Task description: Line by line, write out the material exactly.

Data records:
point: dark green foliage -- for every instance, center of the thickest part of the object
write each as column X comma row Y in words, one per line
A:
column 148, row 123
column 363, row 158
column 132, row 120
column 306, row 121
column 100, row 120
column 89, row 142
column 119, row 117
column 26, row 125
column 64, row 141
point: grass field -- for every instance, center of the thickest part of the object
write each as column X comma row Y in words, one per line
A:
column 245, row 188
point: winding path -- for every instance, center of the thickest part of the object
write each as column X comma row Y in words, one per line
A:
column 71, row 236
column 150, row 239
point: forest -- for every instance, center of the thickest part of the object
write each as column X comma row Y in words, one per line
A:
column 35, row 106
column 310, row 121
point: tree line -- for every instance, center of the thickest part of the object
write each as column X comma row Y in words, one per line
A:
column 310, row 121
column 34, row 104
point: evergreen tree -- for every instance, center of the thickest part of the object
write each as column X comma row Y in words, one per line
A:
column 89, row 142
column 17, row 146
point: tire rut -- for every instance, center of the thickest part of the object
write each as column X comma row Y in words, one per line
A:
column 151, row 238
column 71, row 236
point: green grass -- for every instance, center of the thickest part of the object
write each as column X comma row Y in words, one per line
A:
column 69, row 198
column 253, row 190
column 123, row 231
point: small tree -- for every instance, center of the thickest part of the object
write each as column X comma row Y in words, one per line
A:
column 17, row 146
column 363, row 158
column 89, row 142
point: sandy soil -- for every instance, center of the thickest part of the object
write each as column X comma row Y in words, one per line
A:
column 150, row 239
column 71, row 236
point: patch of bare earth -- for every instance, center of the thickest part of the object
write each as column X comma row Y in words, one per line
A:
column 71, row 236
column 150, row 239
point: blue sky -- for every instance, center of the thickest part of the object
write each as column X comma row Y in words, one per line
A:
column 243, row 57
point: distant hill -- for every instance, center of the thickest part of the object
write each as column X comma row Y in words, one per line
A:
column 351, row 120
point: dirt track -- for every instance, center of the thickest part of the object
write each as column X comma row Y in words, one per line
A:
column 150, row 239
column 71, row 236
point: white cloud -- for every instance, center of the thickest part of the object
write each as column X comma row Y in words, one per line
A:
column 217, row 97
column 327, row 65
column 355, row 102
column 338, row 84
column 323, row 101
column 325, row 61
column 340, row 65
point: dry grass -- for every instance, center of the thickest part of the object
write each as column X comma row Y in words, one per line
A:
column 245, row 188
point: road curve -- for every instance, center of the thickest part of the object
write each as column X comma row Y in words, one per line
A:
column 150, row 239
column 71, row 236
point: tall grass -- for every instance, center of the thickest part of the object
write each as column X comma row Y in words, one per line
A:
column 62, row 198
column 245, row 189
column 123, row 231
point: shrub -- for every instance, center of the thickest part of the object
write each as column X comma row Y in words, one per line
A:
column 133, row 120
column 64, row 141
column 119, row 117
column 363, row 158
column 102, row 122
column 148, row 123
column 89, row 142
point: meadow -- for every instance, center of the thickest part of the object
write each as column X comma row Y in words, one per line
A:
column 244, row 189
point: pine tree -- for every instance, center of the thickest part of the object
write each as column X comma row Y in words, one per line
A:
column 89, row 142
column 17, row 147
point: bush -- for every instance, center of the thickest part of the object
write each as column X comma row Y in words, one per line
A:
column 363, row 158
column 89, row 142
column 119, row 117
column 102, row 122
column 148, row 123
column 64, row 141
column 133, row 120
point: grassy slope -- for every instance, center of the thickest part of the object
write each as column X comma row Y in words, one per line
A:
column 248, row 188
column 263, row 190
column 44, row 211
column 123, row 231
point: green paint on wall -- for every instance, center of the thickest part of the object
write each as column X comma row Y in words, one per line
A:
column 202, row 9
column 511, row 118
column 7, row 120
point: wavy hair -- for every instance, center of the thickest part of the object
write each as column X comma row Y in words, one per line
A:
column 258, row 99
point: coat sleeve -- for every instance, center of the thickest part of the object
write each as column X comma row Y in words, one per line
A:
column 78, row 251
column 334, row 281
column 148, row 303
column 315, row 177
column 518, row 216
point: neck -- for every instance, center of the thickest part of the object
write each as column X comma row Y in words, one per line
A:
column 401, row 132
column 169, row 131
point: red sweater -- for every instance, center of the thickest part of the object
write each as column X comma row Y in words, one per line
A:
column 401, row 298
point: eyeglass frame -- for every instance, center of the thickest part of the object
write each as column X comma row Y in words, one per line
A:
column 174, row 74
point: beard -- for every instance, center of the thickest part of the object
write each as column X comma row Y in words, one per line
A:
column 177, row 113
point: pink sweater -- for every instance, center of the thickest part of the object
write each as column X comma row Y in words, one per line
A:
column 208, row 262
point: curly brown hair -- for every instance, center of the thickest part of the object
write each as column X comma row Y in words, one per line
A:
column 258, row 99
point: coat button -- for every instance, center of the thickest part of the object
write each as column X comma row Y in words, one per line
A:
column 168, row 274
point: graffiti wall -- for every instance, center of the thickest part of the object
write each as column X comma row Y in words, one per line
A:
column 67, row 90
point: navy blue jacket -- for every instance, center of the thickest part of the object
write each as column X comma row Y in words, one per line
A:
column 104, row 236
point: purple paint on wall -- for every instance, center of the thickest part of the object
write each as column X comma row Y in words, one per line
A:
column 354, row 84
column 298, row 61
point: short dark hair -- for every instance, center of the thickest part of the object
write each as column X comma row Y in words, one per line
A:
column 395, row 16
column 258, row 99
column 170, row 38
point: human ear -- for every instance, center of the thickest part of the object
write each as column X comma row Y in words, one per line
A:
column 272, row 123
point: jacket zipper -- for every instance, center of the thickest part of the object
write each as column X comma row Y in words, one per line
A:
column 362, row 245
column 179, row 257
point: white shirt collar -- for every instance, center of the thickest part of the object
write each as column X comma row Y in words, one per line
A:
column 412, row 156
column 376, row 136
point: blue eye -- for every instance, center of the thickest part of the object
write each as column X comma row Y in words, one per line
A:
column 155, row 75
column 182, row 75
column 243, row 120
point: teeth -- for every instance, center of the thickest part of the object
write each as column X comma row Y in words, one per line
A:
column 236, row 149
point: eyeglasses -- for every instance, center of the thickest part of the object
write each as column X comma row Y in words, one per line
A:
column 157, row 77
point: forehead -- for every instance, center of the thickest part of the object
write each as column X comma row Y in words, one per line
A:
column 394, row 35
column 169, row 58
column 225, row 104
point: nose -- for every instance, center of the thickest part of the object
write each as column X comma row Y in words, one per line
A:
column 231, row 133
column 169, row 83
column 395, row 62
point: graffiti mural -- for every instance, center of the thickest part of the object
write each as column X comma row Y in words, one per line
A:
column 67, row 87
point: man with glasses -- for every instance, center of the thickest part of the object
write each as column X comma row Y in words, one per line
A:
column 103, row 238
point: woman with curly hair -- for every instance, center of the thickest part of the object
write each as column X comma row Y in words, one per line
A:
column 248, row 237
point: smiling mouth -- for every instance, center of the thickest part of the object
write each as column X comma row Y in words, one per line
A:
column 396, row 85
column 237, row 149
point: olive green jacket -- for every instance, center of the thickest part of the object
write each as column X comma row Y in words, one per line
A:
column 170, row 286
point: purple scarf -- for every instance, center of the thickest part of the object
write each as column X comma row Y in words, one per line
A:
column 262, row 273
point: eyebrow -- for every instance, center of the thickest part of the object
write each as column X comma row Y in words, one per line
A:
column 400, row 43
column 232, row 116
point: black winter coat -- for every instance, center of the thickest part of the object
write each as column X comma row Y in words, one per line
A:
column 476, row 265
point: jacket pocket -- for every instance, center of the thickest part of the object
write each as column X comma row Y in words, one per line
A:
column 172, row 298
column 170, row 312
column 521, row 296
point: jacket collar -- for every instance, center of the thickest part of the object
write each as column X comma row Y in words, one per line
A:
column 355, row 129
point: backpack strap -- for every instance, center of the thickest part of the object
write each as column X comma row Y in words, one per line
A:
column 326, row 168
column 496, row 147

Answer to the exercise:
point: dark green foliage -- for every instance, center of the thickest part of the object
write each as column X comma row Y in words, one per line
A:
column 148, row 123
column 363, row 158
column 132, row 120
column 306, row 121
column 100, row 120
column 89, row 142
column 119, row 117
column 26, row 125
column 64, row 141
point: grass field -- for every instance, center of the thickest part of the object
write each as column X comma row Y in words, one per line
A:
column 245, row 188
point: winding path -- for every instance, center of the thickest part of the object
write each as column X comma row Y in words, one per line
A:
column 71, row 236
column 150, row 239
point: forest -- for every instance, center of the thickest part of the object
write each as column X comma row Y in words, one per line
A:
column 35, row 106
column 310, row 121
point: tree line -- for every instance, center of the thickest part of the object
write each as column X comma row Y in words, one per line
A:
column 310, row 121
column 34, row 104
point: evergreen tree -- for every instance, center of the thickest part of the object
write each as column X comma row Y in words, one per line
A:
column 89, row 142
column 17, row 146
point: tire rut -- for every instance, center of the thickest part of the object
write each as column X comma row Y in words, one per line
A:
column 151, row 238
column 71, row 236
point: green grass -- for every instance, center of the thickest part of the object
write each as column X comma row Y in words, one per line
A:
column 69, row 198
column 253, row 190
column 123, row 231
point: small tree -- for every instance, center of the thickest part of the object
write each as column X comma row Y in words, one per line
A:
column 17, row 146
column 363, row 158
column 89, row 142
point: sandy soil -- for every instance, center of the thickest part of the object
write each as column X comma row Y in words, one per line
A:
column 150, row 239
column 71, row 236
point: patch of bare earth -- for every instance, center of the thickest part of the object
write each as column X comma row Y in words, one per line
A:
column 71, row 236
column 150, row 239
point: blue sky -- for every instance, center of the thickest part of the object
write each as column X comma row Y in words, one per line
A:
column 243, row 57
point: distant hill -- for every instance, center of the thickest part of the object
write each as column X comma row Y in words, one per line
A:
column 351, row 120
point: dirt track -- for every instance, center of the thickest part of the object
write each as column X comma row Y in words, one per line
A:
column 150, row 239
column 71, row 236
point: white cloud -- for every instance, center of the thickest part of the object
write each as column X comma row Y in words, one per line
A:
column 217, row 97
column 327, row 65
column 355, row 102
column 338, row 84
column 323, row 101
column 325, row 61
column 340, row 65
point: dry grass -- for every instance, center of the thickest part of the object
write each as column X comma row Y in words, one per line
A:
column 245, row 188
point: road curve -- for every instance, center of the thickest part of the object
write each as column X comma row Y in words, one per line
A:
column 150, row 239
column 71, row 236
point: tall grass -- for every instance, center of the thickest part of the object
write each as column X comma row Y in words, one per line
A:
column 62, row 198
column 245, row 189
column 123, row 231
point: shrub -- for every instance, center of the thickest part of the object
write each as column X comma row Y in words, one per line
A:
column 133, row 120
column 64, row 141
column 119, row 117
column 363, row 158
column 102, row 122
column 148, row 123
column 89, row 142
point: meadow -- for every instance, center of the thickest part of the object
write each as column X comma row Y in words, one per line
A:
column 244, row 189
point: pine tree -- for every instance, center of the thickest part of the object
write each as column X comma row Y in words, one per line
A:
column 89, row 142
column 17, row 147
point: bush -- for every instance, center of the thickest part of the object
write each as column X comma row Y in words, one per line
A:
column 363, row 158
column 89, row 142
column 119, row 117
column 102, row 122
column 148, row 123
column 64, row 141
column 133, row 120
point: grassy slope -- for every instance, center of the thickest part of the object
write each as column X comma row Y in words, one per line
A:
column 248, row 188
column 263, row 190
column 44, row 211
column 123, row 231
point: green paint on wall -- for every instance, center of the thickest part of the object
write each as column X comma row Y in words, one per line
A:
column 202, row 9
column 511, row 118
column 7, row 120
point: wavy hair -- for every instance, center of the thickest part of the object
write each as column X comma row Y in words, one per line
A:
column 258, row 99
point: coat sleeve -- for every instance, center of the thickest part of the object
write each as column X comma row Y in words, one per line
A:
column 78, row 251
column 334, row 281
column 148, row 303
column 315, row 177
column 518, row 216
point: neck -- for every instance, center of the thickest part of the object
write each as column X comma row Y in words, one per line
A:
column 401, row 132
column 169, row 131
point: red sweater -- for every instance, center of the thickest part of the object
write each as column X comma row Y in words, one per line
A:
column 401, row 298
point: eyeglass frame -- for every instance, center of the thickest part of the object
write each as column X comma row Y in words, one per line
A:
column 174, row 74
point: beard -- for every instance, center of the thickest part of the object
write each as column X comma row Y in words, one per line
A:
column 177, row 113
point: pink sweater -- for every instance, center of the thickest part of the object
write each as column X comma row Y in words, one per line
A:
column 208, row 262
point: curly brown hair -- for every instance, center of the thickest part of the object
write each as column X comma row Y in words, one per line
A:
column 258, row 99
point: coat button -- for every instance, center of the thickest part of the object
write each as column X comma row Y in words, one per line
A:
column 168, row 274
point: graffiti wall -- for every instance, center of the thickest part of the object
write each as column X comma row Y in words, one per line
A:
column 67, row 90
point: navy blue jacket -- for every instance, center of the thickest part of the object
write each as column X comma row Y in words, one per line
A:
column 104, row 236
point: purple paint on wall -- for every instance, center of the thickest part of the object
write each as column X comma row Y in words, one per line
A:
column 354, row 84
column 298, row 61
point: short dark hair -- for every instance, center of the thickest part of the object
write each as column X comma row Y in words, one per line
A:
column 395, row 16
column 258, row 99
column 170, row 38
point: human ear -- for every instance, center of the thickest part of the object
write each as column X comma row Y in words, one per line
A:
column 272, row 123
point: jacket zipper -- for every instance, center of the thickest part of the object
write each as column X comma row Y in words, one per line
A:
column 362, row 245
column 179, row 257
point: white shirt collar -- for every instance, center of the thickest part of the object
write each as column X comma row Y in words, one per line
A:
column 412, row 156
column 376, row 136
point: blue eye -- for every instance, center of the thickest part of the object
write each as column X comma row Y in words, one per line
A:
column 155, row 75
column 182, row 75
column 243, row 120
point: teeth -- for every instance, center of the thickest part of the object
write each as column X comma row Y in words, one per line
A:
column 236, row 149
point: eyeglasses -- for every instance, center of the thickest part of the object
write each as column X comma row Y in words, one per line
A:
column 157, row 77
point: forehead -- for every instance, center of the thickest part of the object
write each as column X comma row Y in words, one per line
A:
column 394, row 35
column 169, row 58
column 225, row 104
point: nose -- for every instance, center of the thickest part of the object
write each as column X comma row Y in words, one per line
A:
column 231, row 133
column 169, row 83
column 395, row 62
point: graffiti mural -- for every instance, center of the thickest part of the object
write each as column X comma row Y in words, one per line
A:
column 67, row 87
point: man with glasses -- for every instance, center of the thickest part of the object
write each as column X comma row Y in words, one per line
A:
column 103, row 238
point: woman with curly hair -- for every instance, center of the thickest part of the object
write each as column X comma row Y in words, one per line
A:
column 248, row 237
point: smiling mouth -- for every instance, center of the thickest part of the object
write each as column X comma row Y in words, one per line
A:
column 396, row 85
column 237, row 149
point: olive green jacket -- for every instance, center of the thickest part of the object
write each as column X comma row Y in words, one per line
A:
column 170, row 286
point: purple scarf -- for every instance, center of the thickest part of the object
write each as column X comma row Y in words, one per line
A:
column 262, row 273
point: eyebrow -- for every instance, center of the thickest part of the object
write each as column X comma row Y in words, one per line
A:
column 400, row 43
column 232, row 116
point: black winter coat -- for every instance, center of the thickest part of the object
write each as column X comma row Y in words, one per line
A:
column 476, row 265
point: jacket pocket -- for every instance, center of the thickest part of the object
write each as column X comma row Y in words, one per line
A:
column 172, row 298
column 170, row 312
column 521, row 296
point: jacket collar -- for every instance, center of the thickest part of the object
write each as column X comma row Y in words, one per line
A:
column 355, row 129
point: backpack strap -- for every instance, center of the thickest part of the object
write each as column X comma row Y in words, one per line
A:
column 326, row 168
column 496, row 147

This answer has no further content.